[Outline records]

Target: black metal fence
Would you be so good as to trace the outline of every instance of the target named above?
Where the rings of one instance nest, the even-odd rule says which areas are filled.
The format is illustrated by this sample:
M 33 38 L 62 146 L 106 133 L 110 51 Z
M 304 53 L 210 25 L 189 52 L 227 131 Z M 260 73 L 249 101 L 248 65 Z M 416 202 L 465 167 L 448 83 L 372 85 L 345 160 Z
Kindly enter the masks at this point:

==

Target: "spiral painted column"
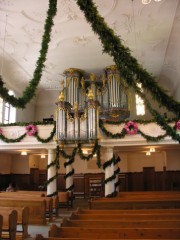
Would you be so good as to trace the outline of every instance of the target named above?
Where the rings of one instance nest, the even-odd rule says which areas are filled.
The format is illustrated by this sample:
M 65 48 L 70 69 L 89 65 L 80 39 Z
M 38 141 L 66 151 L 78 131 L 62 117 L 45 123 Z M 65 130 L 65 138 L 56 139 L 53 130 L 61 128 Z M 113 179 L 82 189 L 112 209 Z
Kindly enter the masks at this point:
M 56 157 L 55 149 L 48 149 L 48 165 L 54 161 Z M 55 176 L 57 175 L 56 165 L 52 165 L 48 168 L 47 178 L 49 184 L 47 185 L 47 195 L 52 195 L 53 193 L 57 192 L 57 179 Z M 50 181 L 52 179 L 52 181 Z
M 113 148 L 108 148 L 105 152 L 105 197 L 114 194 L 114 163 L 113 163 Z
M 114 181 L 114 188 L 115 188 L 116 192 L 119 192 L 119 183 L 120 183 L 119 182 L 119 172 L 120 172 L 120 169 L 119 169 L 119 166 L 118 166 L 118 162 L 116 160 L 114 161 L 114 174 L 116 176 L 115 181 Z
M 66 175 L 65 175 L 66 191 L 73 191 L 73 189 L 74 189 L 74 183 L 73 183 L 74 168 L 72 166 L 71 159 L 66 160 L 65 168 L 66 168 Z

> **Problem requirements**:
Substitute "wooden picket fence" for "black metal fence" in everything from the line containing "Target: black metal fence" down through the line containing "M 33 38 L 62 146 L 106 133 L 110 51 Z", and write out only those listing lines again with nothing else changed.

> **Final result**:
Target: wooden picket fence
Would you be so good as to trace the outline of every instance of the target named above?
Where the rings of one instance nest, the even-odd rule says which areas are filled.
The format is illustrated by this sample:
M 33 38 L 62 146 L 106 133 L 110 51 Z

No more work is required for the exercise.